◆ EXERCISE INPUTS
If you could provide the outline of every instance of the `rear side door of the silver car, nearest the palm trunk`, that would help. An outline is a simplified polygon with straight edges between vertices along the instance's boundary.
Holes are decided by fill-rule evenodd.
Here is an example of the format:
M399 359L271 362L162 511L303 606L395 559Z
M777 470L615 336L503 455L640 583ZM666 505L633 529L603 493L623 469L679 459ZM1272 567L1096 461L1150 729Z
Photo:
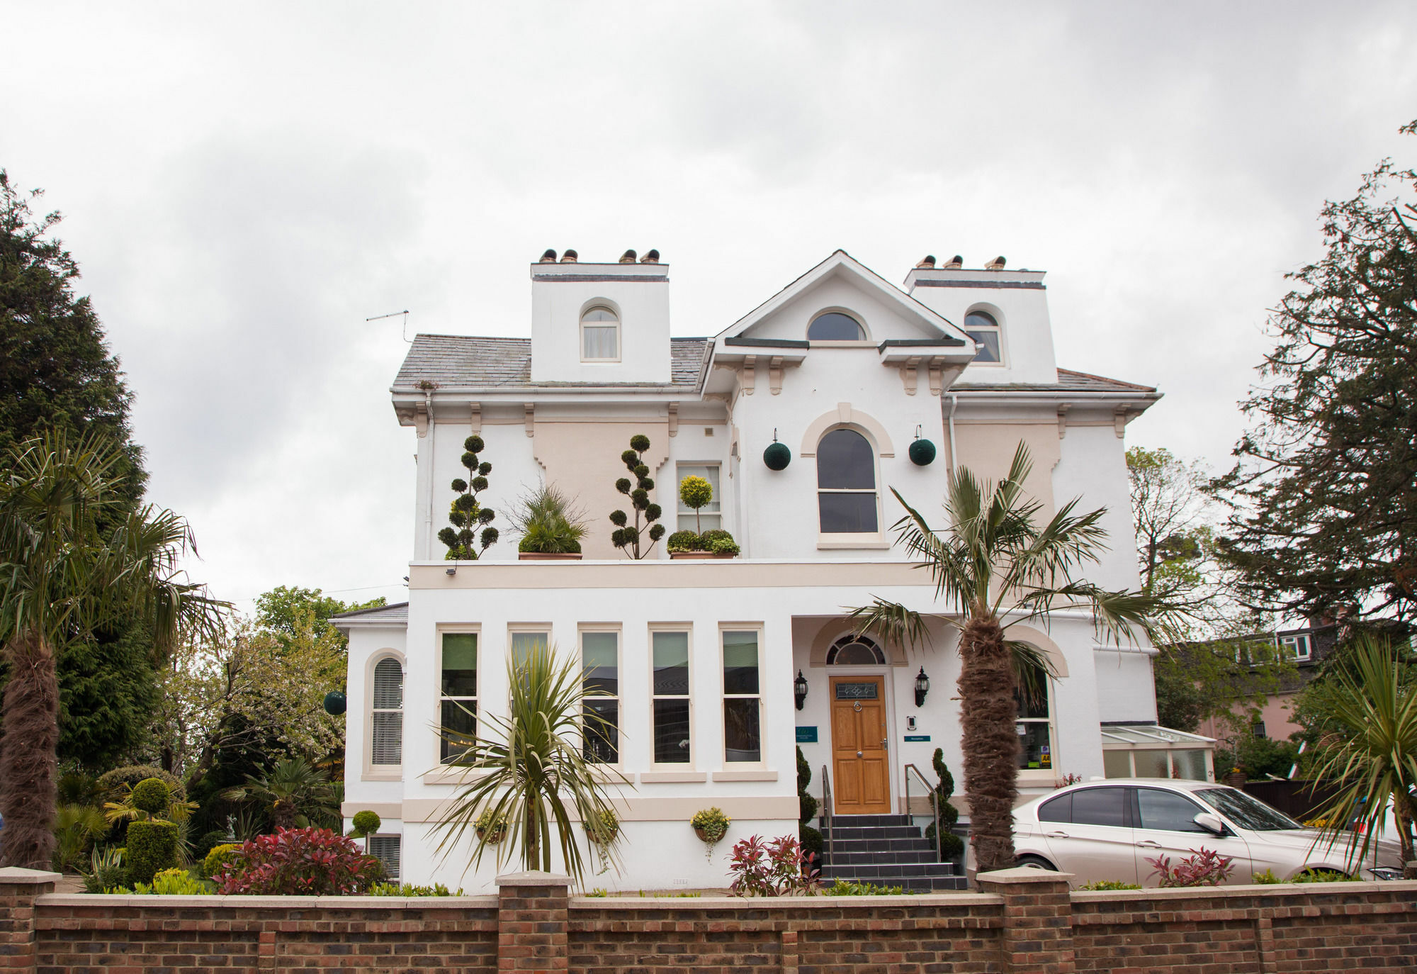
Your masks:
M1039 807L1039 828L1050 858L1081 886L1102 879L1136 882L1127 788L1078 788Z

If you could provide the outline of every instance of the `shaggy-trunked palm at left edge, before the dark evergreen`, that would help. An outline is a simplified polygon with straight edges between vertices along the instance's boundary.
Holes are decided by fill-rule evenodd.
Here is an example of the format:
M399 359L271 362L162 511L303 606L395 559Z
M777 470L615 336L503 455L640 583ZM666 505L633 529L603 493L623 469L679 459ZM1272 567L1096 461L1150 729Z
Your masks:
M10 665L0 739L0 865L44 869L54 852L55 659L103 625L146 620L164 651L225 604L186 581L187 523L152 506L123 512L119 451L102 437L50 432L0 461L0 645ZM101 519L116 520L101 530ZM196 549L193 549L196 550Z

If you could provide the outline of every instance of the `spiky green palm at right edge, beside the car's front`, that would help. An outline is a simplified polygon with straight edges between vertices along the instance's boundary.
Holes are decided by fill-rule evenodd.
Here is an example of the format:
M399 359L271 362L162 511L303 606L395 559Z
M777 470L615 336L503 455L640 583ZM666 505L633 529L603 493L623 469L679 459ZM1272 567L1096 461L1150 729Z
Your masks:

* * *

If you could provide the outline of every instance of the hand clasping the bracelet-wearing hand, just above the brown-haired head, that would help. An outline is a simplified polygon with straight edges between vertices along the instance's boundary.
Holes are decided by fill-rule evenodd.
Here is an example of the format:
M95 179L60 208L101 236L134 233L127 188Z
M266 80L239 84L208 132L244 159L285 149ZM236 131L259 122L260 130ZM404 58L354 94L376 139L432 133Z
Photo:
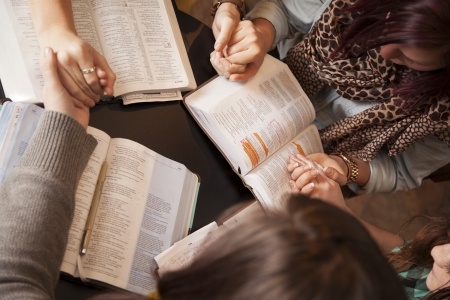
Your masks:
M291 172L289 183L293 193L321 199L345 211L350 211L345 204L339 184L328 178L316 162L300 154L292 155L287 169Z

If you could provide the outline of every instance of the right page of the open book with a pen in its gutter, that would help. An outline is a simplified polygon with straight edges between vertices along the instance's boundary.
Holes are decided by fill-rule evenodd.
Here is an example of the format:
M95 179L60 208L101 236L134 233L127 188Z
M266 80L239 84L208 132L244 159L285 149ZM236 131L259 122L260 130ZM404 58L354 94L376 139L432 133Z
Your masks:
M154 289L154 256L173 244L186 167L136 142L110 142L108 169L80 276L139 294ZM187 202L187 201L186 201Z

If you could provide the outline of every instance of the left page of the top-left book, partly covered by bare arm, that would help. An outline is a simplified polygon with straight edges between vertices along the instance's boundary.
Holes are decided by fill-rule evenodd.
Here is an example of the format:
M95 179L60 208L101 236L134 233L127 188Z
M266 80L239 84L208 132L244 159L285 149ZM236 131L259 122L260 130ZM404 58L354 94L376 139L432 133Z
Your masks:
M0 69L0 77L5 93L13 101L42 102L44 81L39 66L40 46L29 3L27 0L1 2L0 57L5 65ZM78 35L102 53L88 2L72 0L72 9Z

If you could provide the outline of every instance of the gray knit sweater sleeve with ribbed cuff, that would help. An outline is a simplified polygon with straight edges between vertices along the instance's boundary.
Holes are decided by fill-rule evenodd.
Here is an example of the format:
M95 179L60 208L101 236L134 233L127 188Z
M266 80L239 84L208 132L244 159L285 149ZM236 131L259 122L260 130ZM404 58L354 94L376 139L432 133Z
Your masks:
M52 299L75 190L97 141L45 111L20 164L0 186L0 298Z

---

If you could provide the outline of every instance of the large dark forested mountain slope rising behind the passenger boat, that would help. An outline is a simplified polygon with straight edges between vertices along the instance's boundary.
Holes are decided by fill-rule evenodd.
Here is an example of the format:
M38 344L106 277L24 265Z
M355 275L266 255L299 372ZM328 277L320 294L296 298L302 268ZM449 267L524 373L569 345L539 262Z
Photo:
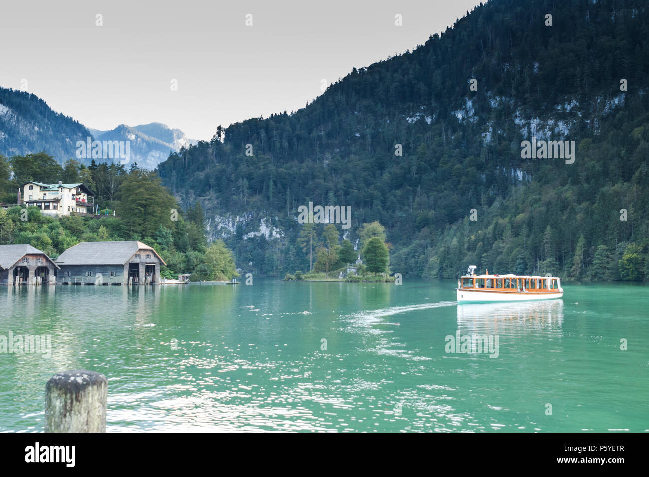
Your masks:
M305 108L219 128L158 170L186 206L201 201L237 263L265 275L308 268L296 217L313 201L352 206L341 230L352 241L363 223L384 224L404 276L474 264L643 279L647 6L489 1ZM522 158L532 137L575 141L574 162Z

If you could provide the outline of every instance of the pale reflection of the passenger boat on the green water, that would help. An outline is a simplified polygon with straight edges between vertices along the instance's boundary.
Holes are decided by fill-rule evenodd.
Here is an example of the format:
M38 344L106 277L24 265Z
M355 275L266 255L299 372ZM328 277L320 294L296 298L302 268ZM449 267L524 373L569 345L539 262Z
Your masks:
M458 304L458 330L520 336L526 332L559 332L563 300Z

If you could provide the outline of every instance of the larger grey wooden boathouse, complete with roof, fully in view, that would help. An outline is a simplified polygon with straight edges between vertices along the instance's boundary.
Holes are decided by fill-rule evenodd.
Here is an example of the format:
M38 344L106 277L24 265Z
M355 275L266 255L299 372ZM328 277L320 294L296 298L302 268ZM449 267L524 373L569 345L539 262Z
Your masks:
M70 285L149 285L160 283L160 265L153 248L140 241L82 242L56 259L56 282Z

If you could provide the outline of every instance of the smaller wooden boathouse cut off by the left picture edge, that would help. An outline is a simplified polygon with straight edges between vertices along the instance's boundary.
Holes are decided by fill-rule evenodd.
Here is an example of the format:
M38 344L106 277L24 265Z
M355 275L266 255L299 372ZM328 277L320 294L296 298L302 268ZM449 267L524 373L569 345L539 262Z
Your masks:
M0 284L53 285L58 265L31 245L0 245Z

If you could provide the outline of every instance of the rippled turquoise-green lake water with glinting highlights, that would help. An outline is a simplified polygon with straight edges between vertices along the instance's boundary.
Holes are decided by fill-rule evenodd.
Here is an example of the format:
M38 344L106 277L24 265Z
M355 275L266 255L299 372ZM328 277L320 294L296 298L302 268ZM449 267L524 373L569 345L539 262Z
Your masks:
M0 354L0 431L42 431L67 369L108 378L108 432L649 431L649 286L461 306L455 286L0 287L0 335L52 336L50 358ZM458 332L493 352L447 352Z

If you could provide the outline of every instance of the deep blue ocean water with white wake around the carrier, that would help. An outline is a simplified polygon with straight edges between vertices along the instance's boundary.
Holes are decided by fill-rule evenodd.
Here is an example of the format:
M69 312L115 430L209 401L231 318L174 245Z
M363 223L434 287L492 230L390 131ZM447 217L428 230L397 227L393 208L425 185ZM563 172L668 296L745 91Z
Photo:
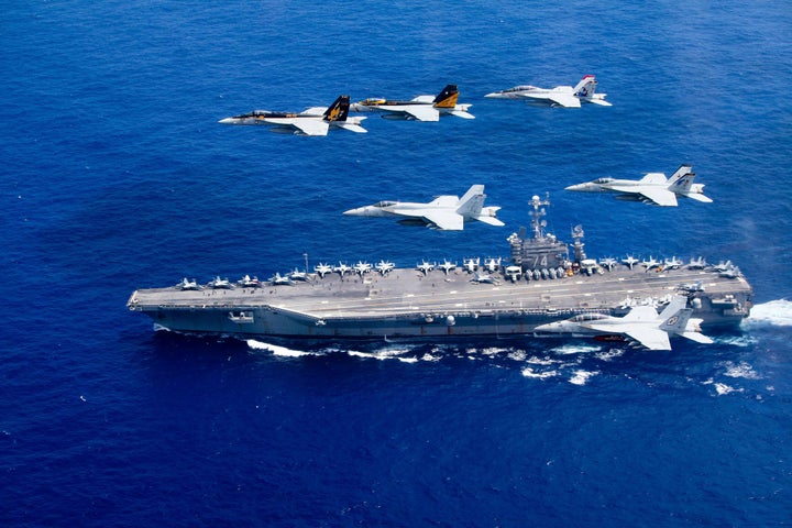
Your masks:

◆ WHAT TO DO
The answer must consist of every line from the entries above that contains the string "passenger".

◆ EXPECTED OUTPUT
If you could provide the outline of every instance of the large dark forested mountain slope rising behind the passenger boat, that would help. An outline is a simplified polygon with straight edges between vertices along the instance's boundary.
If you could provide the outline of every instance of the pale reflection of the passenger boat on the green water, that would help. An outline is a simplified polygon with straight edges between vertices along the instance's boundary.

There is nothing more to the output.